Sono quasi 20 anni che don Gianni Fornero ci ha lasciati, troppo presto a neanche 60 anni, ma la sua figura rimane importante per gli esempi, le parole e le iniziative che lo hanno visto protagonista. Certo molto è cambiato: ad esempio sono cambiate le fabbriche e il mondo operaio non è più quello che lui aveva scelto di condividere, però quanto emerge dalla sua esperienza può essere attualizzato e utilizzato proficuamente anche oggi.
In grande sintesi si può dire che abbia vissuto le indicazioni forti del Vaticano II e sia stato un precursore di quella che si chiama oggi la prospettiva di una Chiesa in uscita.
Come ripreso nella terza parte della pagina, non sono molti gli strumenti per conoscere don Gianni, ma un libro del 2017 può essere sufficiente: si tratta di un testo curato da Silvio Caretto e Tommaso Panero per la Fondazione Vera Nocentini ed edito da Effatà intitolato Don Gianni Fornero. Quando Chiesa in uscita si diceva uomini di frontiera. I cenni biografici su di lui sono tratti proprio da questa fonte.
La vita
Gianni Fornero nasce a Vigone (Torino) il 29 marzo 1946. Frequenta le scuole medie, il ginnasio e il primo anno di liceo classico mentre si impegna nell’Azione Cattolica.
Dal 1961 al 1968 frequenta il liceo classico e la scuola di teologia al seminario diocesano di Rivoli (Torino). Sono gli anni in cui comincia a maturare la sua forte attenzione alla questione operaia.
Nel 1967 inizia la sua esperienza di lavoro in fabbrica con l’autorizzazione e l’incoraggiamento del cardinale Michele Pellegrino. Vive a Torino con altri 12 seminaristi al lavoro: un’esperienza che segna la sua vita per gli fa scoprire in profondità la realtà del mondo operaio.
Nell’estate del 1970 si reca in Francia, con alcuni amici, per conoscere l’esperienza della JOC, la Jeunesse Ouvrière Chrétienne. Al ritorno matura la convinzione che sia necessaria un’esperienza simile anche a Torino. Inizia quindi ad aggregare giovani lavoratori soprattutto immigrati dal Sud, apprendisti e studenti delle scuole professionali: nascono i primi gruppi che fanno la revisione di vita.

[Voci di etichettatura dei contorni]
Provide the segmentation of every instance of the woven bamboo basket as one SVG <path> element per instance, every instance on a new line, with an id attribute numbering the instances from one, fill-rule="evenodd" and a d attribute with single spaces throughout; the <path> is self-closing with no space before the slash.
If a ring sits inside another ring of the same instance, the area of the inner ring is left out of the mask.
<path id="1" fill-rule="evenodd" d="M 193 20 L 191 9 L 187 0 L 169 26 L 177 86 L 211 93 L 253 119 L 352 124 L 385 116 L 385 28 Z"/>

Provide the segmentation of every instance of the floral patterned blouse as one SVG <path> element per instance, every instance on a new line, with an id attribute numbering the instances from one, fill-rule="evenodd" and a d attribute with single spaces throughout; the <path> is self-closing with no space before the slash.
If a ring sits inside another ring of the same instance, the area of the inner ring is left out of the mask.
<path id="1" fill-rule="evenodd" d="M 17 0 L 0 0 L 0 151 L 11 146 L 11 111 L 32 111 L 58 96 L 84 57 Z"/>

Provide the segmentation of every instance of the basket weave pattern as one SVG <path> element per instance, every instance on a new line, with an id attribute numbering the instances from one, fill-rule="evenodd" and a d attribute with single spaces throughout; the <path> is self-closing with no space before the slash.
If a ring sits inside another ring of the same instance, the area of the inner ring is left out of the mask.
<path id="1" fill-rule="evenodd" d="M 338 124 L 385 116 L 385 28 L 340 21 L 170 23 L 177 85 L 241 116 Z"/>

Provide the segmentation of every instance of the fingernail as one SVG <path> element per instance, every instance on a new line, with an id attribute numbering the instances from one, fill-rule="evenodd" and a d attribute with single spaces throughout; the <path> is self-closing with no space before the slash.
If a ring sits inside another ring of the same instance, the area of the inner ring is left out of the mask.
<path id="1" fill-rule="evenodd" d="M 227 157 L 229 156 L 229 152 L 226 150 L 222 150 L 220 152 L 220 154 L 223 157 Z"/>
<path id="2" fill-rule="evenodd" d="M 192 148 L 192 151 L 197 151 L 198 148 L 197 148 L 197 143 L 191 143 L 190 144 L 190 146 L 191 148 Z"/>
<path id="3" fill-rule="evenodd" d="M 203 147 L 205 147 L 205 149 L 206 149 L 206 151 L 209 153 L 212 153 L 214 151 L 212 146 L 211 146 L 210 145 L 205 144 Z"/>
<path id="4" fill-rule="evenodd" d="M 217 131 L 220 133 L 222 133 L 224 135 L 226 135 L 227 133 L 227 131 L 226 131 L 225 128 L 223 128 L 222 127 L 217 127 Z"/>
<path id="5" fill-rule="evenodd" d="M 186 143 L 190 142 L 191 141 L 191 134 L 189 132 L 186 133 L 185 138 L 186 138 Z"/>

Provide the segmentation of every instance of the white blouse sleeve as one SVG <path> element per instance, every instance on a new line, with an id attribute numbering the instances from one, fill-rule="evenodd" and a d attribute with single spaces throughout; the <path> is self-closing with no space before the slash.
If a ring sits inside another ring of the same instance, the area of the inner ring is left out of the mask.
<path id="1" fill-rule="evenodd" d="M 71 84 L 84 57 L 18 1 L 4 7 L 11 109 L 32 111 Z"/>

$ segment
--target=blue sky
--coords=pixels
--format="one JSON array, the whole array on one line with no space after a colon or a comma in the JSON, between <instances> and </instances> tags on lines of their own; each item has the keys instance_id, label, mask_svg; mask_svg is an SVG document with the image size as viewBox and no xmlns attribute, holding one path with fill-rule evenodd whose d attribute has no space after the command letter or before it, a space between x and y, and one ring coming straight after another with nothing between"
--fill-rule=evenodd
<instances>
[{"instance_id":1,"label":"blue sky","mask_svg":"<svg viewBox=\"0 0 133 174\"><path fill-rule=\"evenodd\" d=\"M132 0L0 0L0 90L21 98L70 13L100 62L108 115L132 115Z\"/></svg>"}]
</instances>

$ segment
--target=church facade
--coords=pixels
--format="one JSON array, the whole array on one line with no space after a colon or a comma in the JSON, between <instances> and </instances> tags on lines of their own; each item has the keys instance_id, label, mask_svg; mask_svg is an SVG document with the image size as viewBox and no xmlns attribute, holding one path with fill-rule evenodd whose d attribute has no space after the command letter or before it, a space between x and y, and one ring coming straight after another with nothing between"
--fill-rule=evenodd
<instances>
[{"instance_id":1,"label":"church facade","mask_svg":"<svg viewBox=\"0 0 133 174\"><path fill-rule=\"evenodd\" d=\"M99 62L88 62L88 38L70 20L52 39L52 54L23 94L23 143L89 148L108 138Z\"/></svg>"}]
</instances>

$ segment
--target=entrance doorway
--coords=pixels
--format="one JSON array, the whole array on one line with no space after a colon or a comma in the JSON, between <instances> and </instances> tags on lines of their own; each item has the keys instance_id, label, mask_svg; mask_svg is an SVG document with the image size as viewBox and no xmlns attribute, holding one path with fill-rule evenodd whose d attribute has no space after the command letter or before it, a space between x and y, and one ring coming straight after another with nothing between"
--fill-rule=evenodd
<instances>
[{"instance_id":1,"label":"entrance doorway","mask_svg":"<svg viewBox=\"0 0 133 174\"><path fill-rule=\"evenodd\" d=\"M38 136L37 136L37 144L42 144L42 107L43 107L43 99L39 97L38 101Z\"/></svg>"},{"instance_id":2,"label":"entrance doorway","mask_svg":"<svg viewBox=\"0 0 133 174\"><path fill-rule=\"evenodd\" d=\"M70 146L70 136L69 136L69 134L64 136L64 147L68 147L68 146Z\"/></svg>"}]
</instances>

*Compito assegnato 1*:
Stabilisci se le affermazioni (a), (b) e (c) concordano con il testo su don Gianni Fornero, rispondendo sì o no a ciascuna e citando tra virgolette le parole del testo che lo dimostrano. (a) Gianni Fornero è nato a Vigone il 29 marzo 1946. (b) Ha cominciato a lavorare in fabbrica senza l'autorizzazione del cardinale Michele Pellegrino. (c) Il libro del 2017 su di lui è edito da Effatà.
*Compito assegnato 2*:
Riscrivi sotto forma di elenco puntato il paragrafo del testo su don Gianni Fornero che comincia con "Nell’estate del 1970", mantenendone i fatti principali.
*Compito assegnato 3*:
Traduci in inglese questa frase del testo su don Gianni Fornero: "Dal 1961 al 1968 frequenta il liceo classico e la scuola di teologia al seminario diocesano di Rivoli (Torino)."

*Risposta al compito 1*:
(a) Sì: "Gianni Fornero nasce a Vigone (Torino) il 29 marzo 1946."
(b) No: "Nel 1967 inizia la sua esperienza di lavoro in fabbrica con l’autorizzazione e l’incoraggiamento del cardinale Michele Pellegrino."
(c) Sì: "ed edito da Effatà"

*Risposta al compito 2*:
- Estate 1970: viaggio in Francia con alcuni amici per conoscere la JOC (Jeunesse Ouvrière Chrétienne).
- Al ritorno: convinzione che serva un'esperienza simile anche a Torino.
- Aggrega giovani lavoratori, soprattutto immigrati dal Sud, apprendisti e studenti delle scuole professionali.
- Nascono i primi gruppi che fanno la revisione di vita.

*Risposta al compito 3*:
From 1961 to 1968 he attended the classical high school and the school of theology at the diocesan seminary of Rivoli (Turin).